Exercise goal - Rewrite the records from the line with "Objective: one point per instance of the concrete" up to and including the line with "Target: red torii gate pillar", putting "lantern post" in place of "street lamp" and leaving everything else as it is.

──────── Records to process ────────

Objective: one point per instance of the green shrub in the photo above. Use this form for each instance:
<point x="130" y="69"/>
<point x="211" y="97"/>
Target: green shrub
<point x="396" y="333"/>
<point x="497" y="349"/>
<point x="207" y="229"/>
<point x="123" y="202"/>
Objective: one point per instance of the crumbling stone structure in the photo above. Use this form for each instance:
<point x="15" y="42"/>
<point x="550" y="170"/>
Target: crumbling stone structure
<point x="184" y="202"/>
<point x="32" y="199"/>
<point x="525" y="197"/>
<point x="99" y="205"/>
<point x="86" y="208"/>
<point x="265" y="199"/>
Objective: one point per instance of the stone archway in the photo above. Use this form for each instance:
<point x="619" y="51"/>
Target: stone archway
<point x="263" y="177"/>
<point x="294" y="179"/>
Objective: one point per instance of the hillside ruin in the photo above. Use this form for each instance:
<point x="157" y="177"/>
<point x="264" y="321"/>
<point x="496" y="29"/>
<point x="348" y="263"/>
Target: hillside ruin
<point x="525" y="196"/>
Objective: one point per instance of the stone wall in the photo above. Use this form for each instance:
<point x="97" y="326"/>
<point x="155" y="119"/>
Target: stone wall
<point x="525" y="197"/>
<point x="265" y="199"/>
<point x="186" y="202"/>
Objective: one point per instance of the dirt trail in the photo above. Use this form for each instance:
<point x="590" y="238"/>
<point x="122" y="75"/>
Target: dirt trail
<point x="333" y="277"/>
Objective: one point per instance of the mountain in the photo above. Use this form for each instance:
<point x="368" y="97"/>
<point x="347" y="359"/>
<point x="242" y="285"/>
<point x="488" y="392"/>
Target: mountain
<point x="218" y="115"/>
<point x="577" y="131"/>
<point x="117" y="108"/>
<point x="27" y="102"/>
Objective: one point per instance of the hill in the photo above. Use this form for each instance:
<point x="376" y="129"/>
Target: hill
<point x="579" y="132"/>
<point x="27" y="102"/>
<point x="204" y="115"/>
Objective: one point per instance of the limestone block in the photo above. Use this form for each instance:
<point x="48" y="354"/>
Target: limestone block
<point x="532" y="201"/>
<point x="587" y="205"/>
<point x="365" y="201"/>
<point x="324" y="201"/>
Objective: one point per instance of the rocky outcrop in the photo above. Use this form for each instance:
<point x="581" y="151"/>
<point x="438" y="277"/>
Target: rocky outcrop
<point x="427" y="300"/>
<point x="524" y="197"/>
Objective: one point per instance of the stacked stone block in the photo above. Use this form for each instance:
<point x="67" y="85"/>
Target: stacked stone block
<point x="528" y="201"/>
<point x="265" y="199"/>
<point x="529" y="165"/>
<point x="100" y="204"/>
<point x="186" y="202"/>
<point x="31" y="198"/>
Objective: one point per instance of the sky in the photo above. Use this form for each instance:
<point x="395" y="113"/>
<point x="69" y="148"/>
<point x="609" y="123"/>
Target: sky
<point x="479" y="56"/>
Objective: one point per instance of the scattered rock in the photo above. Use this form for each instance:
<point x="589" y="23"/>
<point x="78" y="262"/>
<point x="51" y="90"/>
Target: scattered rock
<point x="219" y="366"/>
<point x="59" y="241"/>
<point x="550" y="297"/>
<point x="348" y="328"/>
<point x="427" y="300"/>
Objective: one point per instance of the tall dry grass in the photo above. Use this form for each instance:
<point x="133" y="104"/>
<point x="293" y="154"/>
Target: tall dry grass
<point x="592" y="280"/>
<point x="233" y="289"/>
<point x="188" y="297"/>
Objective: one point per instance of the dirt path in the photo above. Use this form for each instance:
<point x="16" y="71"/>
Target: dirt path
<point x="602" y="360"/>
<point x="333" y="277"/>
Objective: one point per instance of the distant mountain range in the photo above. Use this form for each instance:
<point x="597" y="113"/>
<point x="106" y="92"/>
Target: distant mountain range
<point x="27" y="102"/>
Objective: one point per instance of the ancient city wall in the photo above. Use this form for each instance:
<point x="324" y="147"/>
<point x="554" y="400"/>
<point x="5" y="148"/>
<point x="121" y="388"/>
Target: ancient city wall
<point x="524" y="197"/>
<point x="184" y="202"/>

────────
──────── Records to process ────────

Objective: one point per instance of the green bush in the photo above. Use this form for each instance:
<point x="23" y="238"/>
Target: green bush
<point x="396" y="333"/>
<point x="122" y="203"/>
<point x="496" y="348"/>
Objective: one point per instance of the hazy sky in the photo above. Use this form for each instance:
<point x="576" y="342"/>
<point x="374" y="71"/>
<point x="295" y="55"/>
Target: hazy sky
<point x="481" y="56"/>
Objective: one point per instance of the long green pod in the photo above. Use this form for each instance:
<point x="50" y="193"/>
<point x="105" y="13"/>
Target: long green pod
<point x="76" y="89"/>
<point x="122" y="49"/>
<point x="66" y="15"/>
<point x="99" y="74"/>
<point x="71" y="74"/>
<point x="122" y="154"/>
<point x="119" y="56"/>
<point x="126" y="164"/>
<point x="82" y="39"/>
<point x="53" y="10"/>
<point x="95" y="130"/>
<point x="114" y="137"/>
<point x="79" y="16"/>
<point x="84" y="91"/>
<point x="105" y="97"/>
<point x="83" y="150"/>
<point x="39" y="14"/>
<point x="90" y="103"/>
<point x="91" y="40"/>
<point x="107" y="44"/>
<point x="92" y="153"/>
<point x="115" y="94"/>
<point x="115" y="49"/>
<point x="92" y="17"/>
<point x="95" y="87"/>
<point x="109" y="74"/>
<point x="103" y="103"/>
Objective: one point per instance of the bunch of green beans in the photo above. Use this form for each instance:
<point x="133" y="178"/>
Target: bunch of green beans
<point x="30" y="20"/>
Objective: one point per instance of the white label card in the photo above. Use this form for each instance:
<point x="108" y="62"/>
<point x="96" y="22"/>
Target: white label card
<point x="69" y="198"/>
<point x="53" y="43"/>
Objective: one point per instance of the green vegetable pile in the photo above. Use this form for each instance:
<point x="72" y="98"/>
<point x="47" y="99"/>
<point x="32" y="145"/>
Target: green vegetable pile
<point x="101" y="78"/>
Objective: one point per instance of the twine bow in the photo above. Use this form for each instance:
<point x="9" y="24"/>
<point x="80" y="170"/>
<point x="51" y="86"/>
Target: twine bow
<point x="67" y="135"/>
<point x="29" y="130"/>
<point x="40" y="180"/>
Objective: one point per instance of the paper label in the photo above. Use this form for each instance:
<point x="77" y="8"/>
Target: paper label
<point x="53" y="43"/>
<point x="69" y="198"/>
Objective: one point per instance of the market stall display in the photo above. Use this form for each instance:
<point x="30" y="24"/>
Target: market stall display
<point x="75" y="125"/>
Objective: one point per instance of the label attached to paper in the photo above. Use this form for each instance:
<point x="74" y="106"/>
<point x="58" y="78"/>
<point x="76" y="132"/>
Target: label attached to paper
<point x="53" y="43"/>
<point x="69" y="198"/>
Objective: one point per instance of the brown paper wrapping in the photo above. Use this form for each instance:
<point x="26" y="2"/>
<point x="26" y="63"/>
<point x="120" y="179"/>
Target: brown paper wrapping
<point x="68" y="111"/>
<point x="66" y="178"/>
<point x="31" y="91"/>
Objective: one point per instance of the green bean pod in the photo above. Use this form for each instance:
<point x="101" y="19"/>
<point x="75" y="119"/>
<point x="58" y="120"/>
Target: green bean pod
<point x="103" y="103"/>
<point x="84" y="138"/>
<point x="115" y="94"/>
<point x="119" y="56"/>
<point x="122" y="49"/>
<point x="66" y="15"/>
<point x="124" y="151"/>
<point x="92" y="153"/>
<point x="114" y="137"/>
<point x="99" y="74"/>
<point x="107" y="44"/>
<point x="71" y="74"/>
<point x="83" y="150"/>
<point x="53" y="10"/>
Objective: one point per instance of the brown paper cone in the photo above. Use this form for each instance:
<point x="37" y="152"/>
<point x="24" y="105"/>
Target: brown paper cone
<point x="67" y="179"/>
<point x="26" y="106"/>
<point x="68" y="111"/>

────────
──────── Records to process ────────

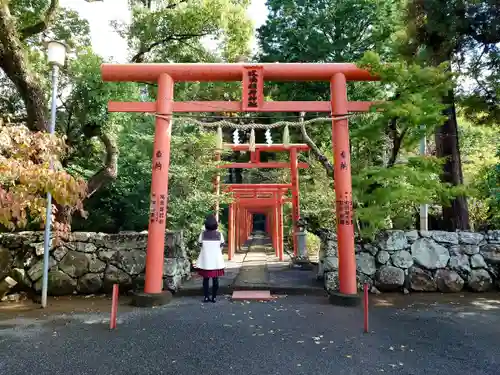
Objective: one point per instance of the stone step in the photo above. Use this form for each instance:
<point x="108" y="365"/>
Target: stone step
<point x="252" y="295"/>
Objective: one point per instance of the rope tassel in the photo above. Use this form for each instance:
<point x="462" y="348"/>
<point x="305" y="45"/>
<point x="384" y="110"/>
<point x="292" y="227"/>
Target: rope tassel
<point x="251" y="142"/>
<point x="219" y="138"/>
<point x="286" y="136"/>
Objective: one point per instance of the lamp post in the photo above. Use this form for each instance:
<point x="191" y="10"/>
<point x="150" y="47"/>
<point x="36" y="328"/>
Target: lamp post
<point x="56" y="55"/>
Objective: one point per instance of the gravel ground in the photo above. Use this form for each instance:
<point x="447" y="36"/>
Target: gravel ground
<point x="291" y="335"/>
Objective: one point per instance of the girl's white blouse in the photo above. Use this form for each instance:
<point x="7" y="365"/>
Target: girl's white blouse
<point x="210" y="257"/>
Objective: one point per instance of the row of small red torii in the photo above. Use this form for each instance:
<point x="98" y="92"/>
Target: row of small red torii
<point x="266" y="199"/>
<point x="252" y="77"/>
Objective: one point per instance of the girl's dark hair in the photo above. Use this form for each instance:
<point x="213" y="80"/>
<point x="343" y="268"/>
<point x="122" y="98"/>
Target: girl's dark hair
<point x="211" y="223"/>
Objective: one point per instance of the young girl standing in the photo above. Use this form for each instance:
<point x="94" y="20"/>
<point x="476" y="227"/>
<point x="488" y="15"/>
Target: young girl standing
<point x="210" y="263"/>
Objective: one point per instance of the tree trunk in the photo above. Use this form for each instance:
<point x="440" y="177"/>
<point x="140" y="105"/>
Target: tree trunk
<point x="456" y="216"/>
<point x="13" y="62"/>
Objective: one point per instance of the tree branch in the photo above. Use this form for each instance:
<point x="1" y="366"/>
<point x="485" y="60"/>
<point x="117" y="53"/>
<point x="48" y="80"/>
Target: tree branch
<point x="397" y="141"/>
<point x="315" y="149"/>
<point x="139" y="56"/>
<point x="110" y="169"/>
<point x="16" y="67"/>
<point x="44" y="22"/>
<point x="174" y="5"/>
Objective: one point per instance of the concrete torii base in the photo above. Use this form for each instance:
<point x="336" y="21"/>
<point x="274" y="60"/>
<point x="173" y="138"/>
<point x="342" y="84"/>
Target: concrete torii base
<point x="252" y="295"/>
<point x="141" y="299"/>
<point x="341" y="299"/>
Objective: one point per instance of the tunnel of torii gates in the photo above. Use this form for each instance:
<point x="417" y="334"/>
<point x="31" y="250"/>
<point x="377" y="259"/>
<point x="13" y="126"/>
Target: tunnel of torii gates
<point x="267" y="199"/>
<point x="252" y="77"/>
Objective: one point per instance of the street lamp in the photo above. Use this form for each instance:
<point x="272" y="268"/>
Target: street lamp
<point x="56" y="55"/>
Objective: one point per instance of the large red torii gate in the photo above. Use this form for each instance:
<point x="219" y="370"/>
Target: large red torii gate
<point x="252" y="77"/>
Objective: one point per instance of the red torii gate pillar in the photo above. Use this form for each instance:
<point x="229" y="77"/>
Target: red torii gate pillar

────────

Solution -
Objective: one point per instance of the concrete torii base in the photo above. Use this form for each instance:
<point x="336" y="21"/>
<point x="274" y="60"/>
<point x="173" y="138"/>
<point x="342" y="84"/>
Target: concrete torii base
<point x="252" y="295"/>
<point x="141" y="299"/>
<point x="341" y="299"/>
Objective: one point per instance of the tunnel of torii gates in the photo above. Use this form for each instance:
<point x="417" y="334"/>
<point x="31" y="250"/>
<point x="377" y="259"/>
<point x="13" y="126"/>
Target: tunnel of torii gates
<point x="267" y="199"/>
<point x="252" y="77"/>
Objective: one point per instance of the lantern post in the photo above. Use this form for each instance:
<point x="272" y="268"/>
Target: lantern post
<point x="56" y="55"/>
Objective: one point per instance of the large red torii gate in the photo above. Use this form for each instance:
<point x="219" y="370"/>
Target: large red torii gate
<point x="252" y="77"/>
Objective: one point per instance of the red torii gate pillar in the photo above. Use this form for each instance:
<point x="229" y="77"/>
Target: red torii gate pillar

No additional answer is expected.